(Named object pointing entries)

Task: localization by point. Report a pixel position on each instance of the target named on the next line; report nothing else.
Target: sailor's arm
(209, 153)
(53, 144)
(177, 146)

- **What to work on**:
Using the listing above, please repeat every entry exactly.

- **Full solution**:
Task: localization by point. Report a pixel position on each instance of the target named on the next line; report nothing else.
Target: sailor's arm
(209, 153)
(53, 144)
(177, 146)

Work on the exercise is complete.